▶ _GOAL OF THE EXERCISE_: Count the lines in the records below that contain the string "pharmacie", treating uppercase and lowercase as different. Reply with the number alone.

-- DATASET RECORDS start --

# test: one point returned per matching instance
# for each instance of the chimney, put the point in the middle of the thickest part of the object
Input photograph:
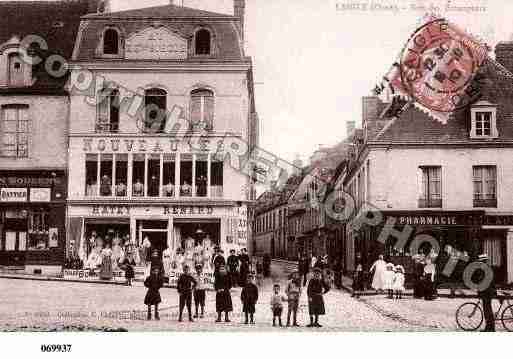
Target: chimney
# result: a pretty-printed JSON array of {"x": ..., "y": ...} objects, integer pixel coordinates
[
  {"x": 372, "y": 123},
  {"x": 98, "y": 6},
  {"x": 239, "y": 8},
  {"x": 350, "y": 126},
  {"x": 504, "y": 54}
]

-- DATASET RECORDS end --
-- DATASET RECORDS start --

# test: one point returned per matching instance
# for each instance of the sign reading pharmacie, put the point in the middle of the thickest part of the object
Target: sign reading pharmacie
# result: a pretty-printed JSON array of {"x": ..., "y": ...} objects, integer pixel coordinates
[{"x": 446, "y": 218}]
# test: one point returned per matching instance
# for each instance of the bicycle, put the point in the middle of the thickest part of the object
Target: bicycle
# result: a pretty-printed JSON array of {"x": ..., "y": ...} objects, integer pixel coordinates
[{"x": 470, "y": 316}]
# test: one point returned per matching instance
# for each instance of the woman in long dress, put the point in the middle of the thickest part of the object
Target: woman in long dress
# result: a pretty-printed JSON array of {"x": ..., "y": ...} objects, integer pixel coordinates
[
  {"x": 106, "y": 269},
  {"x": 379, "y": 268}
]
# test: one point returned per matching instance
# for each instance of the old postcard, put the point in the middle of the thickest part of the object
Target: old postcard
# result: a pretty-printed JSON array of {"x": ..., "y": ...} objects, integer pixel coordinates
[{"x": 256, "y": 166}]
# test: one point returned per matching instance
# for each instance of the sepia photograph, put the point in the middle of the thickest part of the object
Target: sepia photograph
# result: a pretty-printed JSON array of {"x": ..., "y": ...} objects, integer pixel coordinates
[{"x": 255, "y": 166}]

-- DATASET RECORDS end --

▶ _RESPONSE_: 2